*Fragmento proporcionado*:
________

Lo cierto es que la fe es una realidad sobrenatural que se encarna en un hombre concreto, y por tanto necesita confirmación por parte de la razón; es creer que, por el hecho de ser humano, debe aparecer como algo razonable; es la apuesta por Jesús que debe estar fundamentada. En cuanto a mí, para rendirme a la dimensión inédita que me atravesaba, necesitaba de un apoyo: el de, por decirlo claramente, una apologética adecuada. Comencé a pedir ayuda a mis nuevos compañeros, a aquellos católicos que hasta entonces me eran tan extraños. Pero eran los años en los que terminaba el Concilio y la Iglesia era un bullir de disputas y altercados; y además, como descubrí entonces con pena, eran todas disputas internas, clericales.
Se discutía sobre la organización de la institución eclesial, sobre el papel del Papa, de los obispos, de los curas, de los laicos, de las mujeres, de la liturgia. Nadie hablaba de la fe y mucho menos de sus razones, se daba por descontado, como un dato adquirido, mientras se batallaba por cómo debería ser para el católico la ética, el compromiso político, social, económico, cultural. Pero estas no eran más que consecuencias de una causa primera, el sí a la verdad del Credo, que nadie se ocupaba de examinar y verificar. Es más, quien hubiera pretendido hacerlo habría sido tachado de “apologeta”, “apologético”, un término que se había convertido en algo así como un insulto, un marco de anacronismo y de integrismo.

________

*Extracto de datos*:
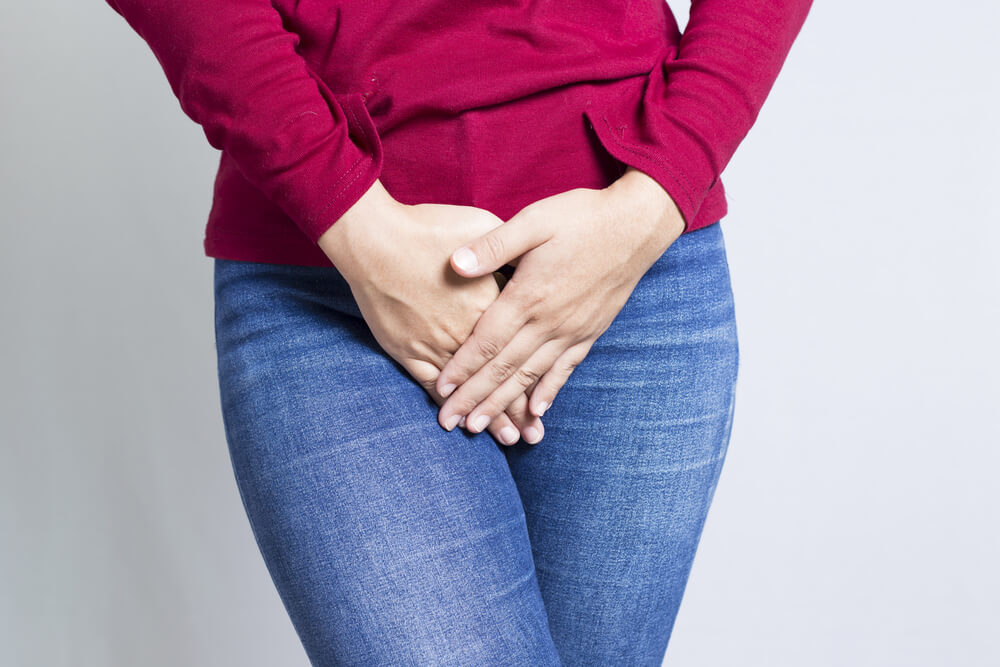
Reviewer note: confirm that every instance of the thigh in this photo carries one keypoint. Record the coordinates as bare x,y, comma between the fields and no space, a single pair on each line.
389,539
617,492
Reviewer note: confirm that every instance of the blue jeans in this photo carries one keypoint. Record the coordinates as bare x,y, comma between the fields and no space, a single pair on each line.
394,542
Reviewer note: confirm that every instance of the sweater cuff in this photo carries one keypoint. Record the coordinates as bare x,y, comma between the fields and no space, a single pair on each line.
365,154
636,129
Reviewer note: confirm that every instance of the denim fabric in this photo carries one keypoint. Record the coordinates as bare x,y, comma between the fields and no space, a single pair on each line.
394,542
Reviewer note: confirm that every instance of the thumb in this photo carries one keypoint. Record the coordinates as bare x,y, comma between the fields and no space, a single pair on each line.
501,245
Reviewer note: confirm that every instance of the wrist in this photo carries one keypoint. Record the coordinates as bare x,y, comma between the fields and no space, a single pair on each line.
653,201
340,242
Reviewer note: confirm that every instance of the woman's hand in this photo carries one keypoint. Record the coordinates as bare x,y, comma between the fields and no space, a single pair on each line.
394,256
581,253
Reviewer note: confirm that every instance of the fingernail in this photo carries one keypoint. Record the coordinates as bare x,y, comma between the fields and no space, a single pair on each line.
466,259
480,422
509,435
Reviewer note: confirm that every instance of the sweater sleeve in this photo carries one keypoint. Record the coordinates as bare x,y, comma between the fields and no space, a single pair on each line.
702,97
236,72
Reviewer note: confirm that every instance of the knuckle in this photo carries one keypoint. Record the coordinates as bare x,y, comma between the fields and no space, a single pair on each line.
500,370
525,377
487,348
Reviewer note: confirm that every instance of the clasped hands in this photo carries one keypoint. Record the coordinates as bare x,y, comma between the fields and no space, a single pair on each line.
498,357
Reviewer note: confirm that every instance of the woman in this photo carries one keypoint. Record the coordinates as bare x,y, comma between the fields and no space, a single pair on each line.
432,220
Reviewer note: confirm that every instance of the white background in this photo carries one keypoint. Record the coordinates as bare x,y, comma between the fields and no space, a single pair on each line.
856,519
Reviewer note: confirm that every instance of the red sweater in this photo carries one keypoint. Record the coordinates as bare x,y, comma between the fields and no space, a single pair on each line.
491,104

________

Según el fragmento proporcionado, se batallaba por cómo debería ser el compromiso del católico. Enumera todos los ámbitos de ese compromiso que menciona el texto.

*Resultado del ejercicio*:
Político, social, económico y cultural.